## EXTRAIT À LIRE
——
Si nous ne faisons rien, nos filles et petite-filles continueront à vivre ce qui se passe maintenant dans notre pays parce que la majorité des femmes ne sont pas prises en compte, nous ne sommes pas respectées, nous n’avons pas de travail digne ; c’est pour cela que de nombreuses femmes partent chercher du travail dans d’autres pays comme aux États-Unis, et là-bas elles connaissent la maltraitance, l’humiliation, le mépris, l’exploitation, la mort et leurs droits sont très souvent violés par les patrons. Mais cette situation qui se vit dans notre pays ne peut plus continuer ainsi, nous voulons que les femmes aient un travail sûr, un salaire juste, un traitement digne et respectueux.
Pour y arriver, il faut du temps, des sacrifices, de la responsabilité, de la patience et de la résistance ; ce travail et cette organisation que nous allons entreprendre ensemble connaîtra de nombreux problèmes et obstacles, mais il ne faut pas arrêter de lutter pour autant, parce qu’il ne s’agit pas d’essayer un temps ; il va falloir des années pour réussir ce que nous voulons, et pour cela il faut être fermes et fortes et toujours chercher une solution aux problèmes que nous allons rencontrer.
C’est pour cela qu’il est temps d’unir nos forces pour atteindre notre objectif ; courage, compagnes ouvrières, enseignantes, docteurs, artistes, lesbiennes, intellectuelles, jeunes, femmes aux foyer, et de tous les secteurs de la société ; ne vous découragez pas parce qu’il n’y a pas d’autre chemin à suivre que celui de lutter ensemble, hommes, femmes, jeunes, filles et garçons, anciens et anciennes pour que nous soyons prises en compte dans notre pays, le Mexique.
Mais nous voulons aussi parler un peu de la lutte de la femme indigène. Nous, en tant que femmes indigènes, nous luttons aussi face à la même situation, parce que nous souffrons une triple exploitation : du fait d’être des femmes, d’être indigènes et d’être pauvres ; en tant que femmes, ils ne tiennent pas compte de nous, nous sommes humiliées, méprisées ; en tant qu’indigènes, nous sommes discriminées à cause de nos vêtements, notre couleur, notre langue et nos cultures ; à cause de notre pauvreté, nous n’avons pas droit à la santé, à l’éducation et ils nous maintiennent dans l’oubli. C’est pour cela que nous avons décidé de nous organiser et de lutter ensemble pour sortir de cette situation ; nous nous moquons des persécutions, des emprisonnements, des enlèvements et même de la mort si c’est nécessaire ; malgré tout, nous sommes là et nous continuerons à lutter et nous ne nous rendrons ni ne nous vendrons pour quelques oboles du mauvais gouvernement et nous accepterons encore moins un poste gouvernemental.
——
## JEU DE DONNÉES

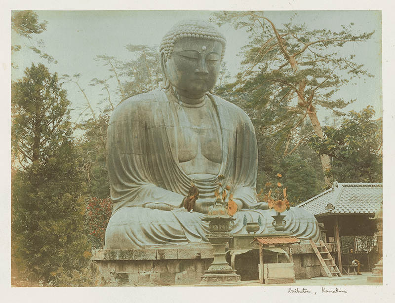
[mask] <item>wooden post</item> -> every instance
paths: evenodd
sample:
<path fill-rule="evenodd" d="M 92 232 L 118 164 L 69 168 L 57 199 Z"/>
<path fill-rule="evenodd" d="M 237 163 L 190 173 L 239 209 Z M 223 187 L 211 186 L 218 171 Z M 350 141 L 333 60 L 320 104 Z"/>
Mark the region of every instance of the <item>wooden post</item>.
<path fill-rule="evenodd" d="M 292 244 L 290 243 L 288 244 L 288 247 L 289 248 L 289 262 L 292 263 L 293 262 L 293 259 L 292 258 Z"/>
<path fill-rule="evenodd" d="M 335 216 L 335 242 L 337 245 L 337 260 L 339 262 L 339 270 L 342 270 L 342 252 L 340 251 L 340 238 L 339 236 L 339 222 L 337 216 Z"/>
<path fill-rule="evenodd" d="M 259 245 L 259 283 L 263 284 L 263 248 L 260 244 Z"/>

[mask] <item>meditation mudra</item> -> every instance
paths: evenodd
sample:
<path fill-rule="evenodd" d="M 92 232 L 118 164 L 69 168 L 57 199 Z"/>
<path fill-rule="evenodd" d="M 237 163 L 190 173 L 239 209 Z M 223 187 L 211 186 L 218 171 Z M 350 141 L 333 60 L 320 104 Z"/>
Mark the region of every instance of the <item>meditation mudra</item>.
<path fill-rule="evenodd" d="M 148 248 L 206 243 L 220 175 L 231 187 L 237 211 L 231 232 L 247 233 L 243 225 L 262 223 L 259 233 L 275 232 L 275 215 L 257 201 L 257 149 L 254 127 L 236 105 L 209 92 L 225 49 L 225 37 L 210 24 L 186 21 L 163 38 L 162 87 L 121 102 L 110 121 L 107 165 L 113 213 L 106 249 Z M 198 189 L 193 212 L 185 211 L 191 182 Z M 291 208 L 285 231 L 319 236 L 314 217 Z"/>

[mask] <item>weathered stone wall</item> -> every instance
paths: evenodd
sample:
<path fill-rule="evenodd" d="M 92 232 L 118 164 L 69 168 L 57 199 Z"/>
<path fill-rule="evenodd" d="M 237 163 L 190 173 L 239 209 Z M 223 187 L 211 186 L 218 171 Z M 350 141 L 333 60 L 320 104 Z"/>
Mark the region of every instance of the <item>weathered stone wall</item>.
<path fill-rule="evenodd" d="M 211 248 L 99 250 L 92 260 L 101 285 L 147 286 L 198 284 L 213 256 Z"/>
<path fill-rule="evenodd" d="M 289 254 L 288 247 L 283 249 Z M 332 247 L 328 245 L 329 252 Z M 296 279 L 325 276 L 319 261 L 310 245 L 293 244 L 293 261 Z M 276 263 L 275 254 L 266 253 L 265 263 Z M 157 249 L 98 250 L 92 260 L 99 267 L 99 284 L 102 286 L 158 286 L 192 285 L 200 282 L 214 257 L 212 247 Z M 333 257 L 333 255 L 332 255 Z M 230 256 L 227 256 L 230 262 Z M 276 259 L 276 260 L 275 260 Z M 288 261 L 278 255 L 280 263 Z M 242 281 L 258 279 L 258 250 L 236 256 L 237 273 Z"/>

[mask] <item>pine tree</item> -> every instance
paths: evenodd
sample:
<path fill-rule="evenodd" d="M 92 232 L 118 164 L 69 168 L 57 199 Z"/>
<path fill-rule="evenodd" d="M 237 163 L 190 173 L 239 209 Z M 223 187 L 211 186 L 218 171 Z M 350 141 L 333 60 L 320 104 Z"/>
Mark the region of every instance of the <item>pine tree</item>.
<path fill-rule="evenodd" d="M 56 284 L 88 264 L 85 185 L 57 75 L 41 64 L 25 75 L 12 83 L 14 269 L 30 281 Z"/>
<path fill-rule="evenodd" d="M 343 56 L 340 50 L 346 43 L 366 41 L 373 33 L 359 34 L 353 30 L 353 24 L 342 26 L 339 33 L 311 30 L 293 22 L 277 26 L 265 15 L 252 11 L 215 14 L 219 25 L 229 22 L 249 33 L 250 41 L 243 53 L 243 70 L 227 86 L 228 91 L 237 94 L 262 112 L 261 125 L 276 129 L 286 155 L 298 128 L 308 117 L 315 134 L 323 137 L 318 107 L 339 113 L 337 109 L 354 101 L 333 100 L 335 93 L 350 82 L 349 76 L 372 76 L 356 62 L 354 54 Z M 347 76 L 342 76 L 344 71 Z M 295 100 L 297 104 L 293 104 Z M 300 138 L 297 146 L 305 139 Z M 329 171 L 329 157 L 320 157 L 323 171 Z M 325 182 L 328 185 L 331 180 L 327 176 Z"/>

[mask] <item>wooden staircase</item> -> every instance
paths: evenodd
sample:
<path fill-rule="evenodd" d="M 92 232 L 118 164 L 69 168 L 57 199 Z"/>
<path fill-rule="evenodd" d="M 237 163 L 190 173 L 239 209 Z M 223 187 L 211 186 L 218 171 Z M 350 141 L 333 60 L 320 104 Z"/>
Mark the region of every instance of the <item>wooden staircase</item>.
<path fill-rule="evenodd" d="M 310 240 L 310 244 L 318 257 L 326 275 L 329 278 L 333 277 L 342 277 L 342 274 L 335 264 L 335 260 L 332 258 L 328 249 L 323 241 L 321 240 L 319 245 L 316 245 L 313 240 Z"/>

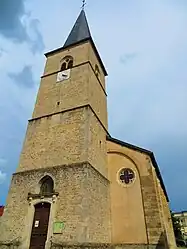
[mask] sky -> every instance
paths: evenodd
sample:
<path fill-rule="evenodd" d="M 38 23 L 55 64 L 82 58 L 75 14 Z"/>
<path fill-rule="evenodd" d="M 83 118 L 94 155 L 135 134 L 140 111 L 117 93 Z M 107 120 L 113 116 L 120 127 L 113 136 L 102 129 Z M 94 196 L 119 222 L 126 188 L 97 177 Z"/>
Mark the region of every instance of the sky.
<path fill-rule="evenodd" d="M 64 44 L 80 9 L 81 0 L 1 0 L 0 204 L 19 162 L 44 53 Z M 153 151 L 171 209 L 187 210 L 187 1 L 87 0 L 85 9 L 109 74 L 110 134 Z"/>

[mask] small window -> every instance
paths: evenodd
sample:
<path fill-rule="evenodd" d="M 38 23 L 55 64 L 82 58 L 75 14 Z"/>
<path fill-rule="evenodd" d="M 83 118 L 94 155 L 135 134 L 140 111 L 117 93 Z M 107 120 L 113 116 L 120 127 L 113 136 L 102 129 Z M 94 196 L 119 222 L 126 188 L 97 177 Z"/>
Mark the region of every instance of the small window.
<path fill-rule="evenodd" d="M 130 184 L 134 181 L 135 174 L 132 169 L 122 169 L 119 173 L 119 180 L 123 184 Z"/>
<path fill-rule="evenodd" d="M 73 57 L 72 56 L 66 56 L 61 61 L 61 71 L 70 69 L 73 67 Z"/>
<path fill-rule="evenodd" d="M 97 77 L 99 77 L 100 71 L 98 65 L 95 65 L 95 74 Z"/>
<path fill-rule="evenodd" d="M 54 182 L 50 176 L 45 176 L 41 180 L 40 194 L 52 194 L 54 191 Z"/>
<path fill-rule="evenodd" d="M 61 71 L 64 71 L 64 70 L 66 70 L 66 63 L 65 62 L 61 66 Z"/>
<path fill-rule="evenodd" d="M 68 62 L 68 69 L 69 68 L 72 68 L 73 67 L 73 60 L 70 60 L 69 62 Z"/>

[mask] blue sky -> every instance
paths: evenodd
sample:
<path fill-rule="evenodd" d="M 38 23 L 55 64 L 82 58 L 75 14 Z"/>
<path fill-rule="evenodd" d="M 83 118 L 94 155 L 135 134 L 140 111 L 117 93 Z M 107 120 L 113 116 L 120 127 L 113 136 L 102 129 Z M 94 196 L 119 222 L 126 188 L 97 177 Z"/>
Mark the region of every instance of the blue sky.
<path fill-rule="evenodd" d="M 1 0 L 0 204 L 18 164 L 43 54 L 63 45 L 80 6 Z M 111 135 L 152 150 L 171 208 L 187 209 L 186 0 L 88 0 L 86 13 L 109 73 Z"/>

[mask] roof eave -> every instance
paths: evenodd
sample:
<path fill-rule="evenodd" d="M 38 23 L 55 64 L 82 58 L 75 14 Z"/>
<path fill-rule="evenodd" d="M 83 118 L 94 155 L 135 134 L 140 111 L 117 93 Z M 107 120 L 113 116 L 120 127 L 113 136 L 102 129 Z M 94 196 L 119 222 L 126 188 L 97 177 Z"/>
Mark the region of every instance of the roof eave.
<path fill-rule="evenodd" d="M 96 46 L 95 46 L 95 44 L 94 44 L 92 38 L 86 38 L 86 39 L 81 40 L 81 41 L 79 41 L 79 42 L 76 42 L 76 43 L 74 43 L 74 44 L 71 44 L 71 45 L 68 45 L 68 46 L 63 46 L 63 47 L 57 48 L 57 49 L 55 49 L 55 50 L 52 50 L 52 51 L 49 51 L 49 52 L 45 53 L 44 55 L 45 55 L 46 57 L 48 57 L 48 56 L 51 56 L 51 55 L 53 55 L 53 54 L 55 54 L 55 53 L 57 53 L 57 52 L 60 52 L 60 51 L 63 51 L 63 50 L 66 50 L 66 49 L 69 49 L 69 48 L 78 46 L 78 45 L 80 45 L 80 44 L 82 44 L 82 43 L 86 43 L 86 42 L 90 42 L 90 43 L 91 43 L 92 48 L 93 48 L 93 50 L 94 50 L 94 52 L 95 52 L 95 54 L 96 54 L 96 57 L 97 57 L 97 59 L 98 59 L 100 65 L 101 65 L 101 68 L 102 68 L 102 70 L 103 70 L 104 75 L 105 75 L 105 76 L 108 76 L 108 73 L 107 73 L 107 71 L 106 71 L 106 69 L 105 69 L 105 66 L 104 66 L 104 64 L 103 64 L 103 62 L 102 62 L 102 60 L 101 60 L 101 57 L 100 57 L 100 55 L 99 55 L 99 53 L 98 53 L 98 51 L 97 51 L 97 48 L 96 48 Z"/>

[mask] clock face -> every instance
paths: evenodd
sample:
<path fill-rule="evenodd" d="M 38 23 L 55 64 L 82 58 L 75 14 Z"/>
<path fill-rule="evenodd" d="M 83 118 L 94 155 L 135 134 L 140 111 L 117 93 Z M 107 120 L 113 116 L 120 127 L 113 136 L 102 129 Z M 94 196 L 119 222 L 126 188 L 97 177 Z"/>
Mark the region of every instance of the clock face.
<path fill-rule="evenodd" d="M 69 79 L 69 77 L 70 77 L 70 69 L 59 72 L 57 74 L 57 82 L 67 80 L 67 79 Z"/>

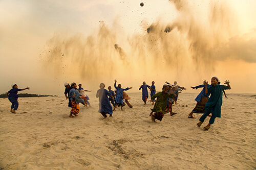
——
## OBJECTIF
Poursuivez l'extrait sur la lutte des femmes au Mexique à partir de sa dernière phrase. Les items n'ont aucun rôle dans ce travail.

## RÉPONSE RÉDIGÉE
Merci à la lutte qui nous a donné cet espace pour participer, unir nos forces et lutter ensemble, hommes et femmes, parce que sans les hommes ou sans les femmes, la lutte n’avance pas, c’est pour cela que la participation de toutes et tous est très importante, et sans distinction de race ou de couleur.
Enfin, nous voulons seulement vous dire d’unir nos forces pour atteindre la démocratie, la liberté et la justice pour tous.
Paroles du lieutenant-colonel insurgé Moisés
Bonsoir à tous compagnons et compagnes,
Ainsi, comme l’a dit le compagnon sous-commandant insurgé Marcos, je parle au nom de mes compagnons et compagnes de la partie politico-militaire. Les compagnons et compagnes commandantes et commandants sont la partie politique organisatrice, ceux qui nous guident sur le chemin de la lutte. Nous sommes les soldats du peuple qui avons laissé nos pères et mères et tout le reste. Il y a des compagnons et des compagnes insurgés qui ont quitté leur famille à tout jamais parce qu’ils sont tombés en accomplissant leur devoir. Ceux d’entre nous qui sommes toujours vivants, nous combattons le mauvais gouvernement, les exploiteurs et nous n’arrêterons pas de combattre ces mauvais gouvernements exploiteurs. Nous, les insurgés et insurgées, sommes là par conscience, la grande rétribution que nous recevrons un jour sera de voir ce peuple qui s’appelle le Mexique enfin libre ; c’est pour cela que nous sommes une armée politico-militaire qui a pris les armes pour protéger et défendre nos compagnons et compagnes de nos peuples en lutte.
Vous voyez qu’à force de lutter, de parler très clairement de la manière dont on nous exploite, dont on nous humilie, et de nous organiser et lutter contre cela, la répression arrive. Ils ne veulent pas qu’on apprenne à faire de la politique nouvelle et une autre manière de faire de la politique. C’est pour cela que nous sommes des défenseurs de nos peuples organisés qui luttent politiquement.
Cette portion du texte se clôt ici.